Exercise aim.
Each entry, from beginning to end, is to be transcribed verbatim.

Point-per-instance localization data:
+--
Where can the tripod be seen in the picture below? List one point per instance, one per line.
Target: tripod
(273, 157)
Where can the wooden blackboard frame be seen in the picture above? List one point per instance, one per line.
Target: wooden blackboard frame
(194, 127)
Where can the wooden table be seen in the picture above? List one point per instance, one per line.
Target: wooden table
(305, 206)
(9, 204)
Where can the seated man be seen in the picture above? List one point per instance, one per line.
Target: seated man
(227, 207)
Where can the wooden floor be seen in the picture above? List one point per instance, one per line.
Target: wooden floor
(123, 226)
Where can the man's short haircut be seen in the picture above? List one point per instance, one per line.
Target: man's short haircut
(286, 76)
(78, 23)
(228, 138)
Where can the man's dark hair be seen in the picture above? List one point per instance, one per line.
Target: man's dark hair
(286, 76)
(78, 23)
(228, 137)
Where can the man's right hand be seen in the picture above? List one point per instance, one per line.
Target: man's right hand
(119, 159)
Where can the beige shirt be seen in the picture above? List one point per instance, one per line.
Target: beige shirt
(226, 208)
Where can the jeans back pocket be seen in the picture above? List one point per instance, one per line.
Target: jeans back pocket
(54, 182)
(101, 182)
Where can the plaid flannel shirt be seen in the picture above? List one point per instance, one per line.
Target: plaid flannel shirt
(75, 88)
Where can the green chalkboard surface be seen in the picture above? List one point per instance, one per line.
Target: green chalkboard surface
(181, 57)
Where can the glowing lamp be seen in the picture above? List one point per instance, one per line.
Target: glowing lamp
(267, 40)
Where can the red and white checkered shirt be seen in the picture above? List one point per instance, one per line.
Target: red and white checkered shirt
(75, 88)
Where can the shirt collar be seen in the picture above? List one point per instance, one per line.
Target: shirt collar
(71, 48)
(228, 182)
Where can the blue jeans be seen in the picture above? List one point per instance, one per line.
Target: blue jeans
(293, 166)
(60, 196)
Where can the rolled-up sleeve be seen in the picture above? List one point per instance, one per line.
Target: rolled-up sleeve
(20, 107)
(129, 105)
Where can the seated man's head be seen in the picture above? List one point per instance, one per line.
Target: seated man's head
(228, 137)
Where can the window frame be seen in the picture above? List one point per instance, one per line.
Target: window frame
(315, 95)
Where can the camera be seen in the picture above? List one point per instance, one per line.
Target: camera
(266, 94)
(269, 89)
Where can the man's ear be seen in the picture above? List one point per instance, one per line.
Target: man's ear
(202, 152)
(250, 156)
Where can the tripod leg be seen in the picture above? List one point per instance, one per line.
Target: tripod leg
+--
Result of this task.
Where can the tripod be seen in the picture below? List one point per instance, one per line.
Target: tripod
(273, 157)
Where can the wooden blackboard frame be seen in the picture above? List one point per instance, one per line.
Target: wooden blackboard frame
(194, 127)
Where can the wooden table be seen in the picture above? List one point per instance, one per line.
Target: wooden table
(305, 206)
(9, 204)
Where can the seated man be seen in the picture above? List one point per instance, one per line.
Target: seated man
(227, 207)
Where can the wooden floor be seen in the picture above? List one point per instance, one per line.
Target: wooden floor
(123, 226)
Where can the man's short haircut be seen in the picture above? List one point per instance, one per line.
Target: man's short haircut
(286, 76)
(78, 23)
(228, 138)
Where can the man's dark hair be seen in the picture above? List one point per instance, one per line.
Target: man's dark hair
(286, 76)
(78, 23)
(228, 137)
Where can the man's right hand be seen in the picture above? List one point per instance, one per line.
Target: man's right hand
(119, 159)
Where can the beige shirt be seen in the picture above? List one point per instance, one per line.
Target: beige shirt
(226, 208)
Where can the jeans back pocket be seen in the picture above? List one point per instance, one per line.
Target: jeans back pocket
(54, 182)
(101, 182)
Where can the plaid flannel shirt be seen in the picture above? List one point per instance, one per line.
Target: plaid flannel shirt
(75, 88)
Where can the green chalkboard surface be seen in the picture above? List one point per instance, one per line.
Target: green chalkboard surface
(181, 57)
Where can the glowing lamp be seen in the picture above? List one point per instance, one per line.
Target: glowing lamp
(267, 40)
Where can the red and white checkered shirt be seen in the picture above? List one point per instance, one per line.
Target: red and white checkered shirt
(75, 88)
Where can the shirt collar be seen in the picture above? List one point per instance, one per line.
Target: shirt collar
(71, 48)
(228, 182)
Where can the blue jeans be seen in the picture above? List one point per instance, one per line.
Target: blue jeans
(293, 166)
(60, 196)
Where can the rolled-up sleeve be seen in the picture above? List one point per instance, one per line.
Target: rolled-up sleeve
(20, 107)
(129, 105)
Where can the seated man's head be seen in the picture above? List one point per instance, one per line.
Target: seated man's head
(228, 137)
Where can the window frame be seen in the picture above? List one point per instance, one per line.
Target: window frame
(315, 95)
Where can the camera be seen in the picture above? List one point per instance, one per line.
Target: camera
(266, 94)
(269, 89)
Where can the man's ear be seen in the picture above? List one point per instance, one per line.
Target: man's ear
(202, 152)
(250, 156)
Where can the tripod leg be seen in the picture above? List one point per instance, one per line.
Target: tripod leg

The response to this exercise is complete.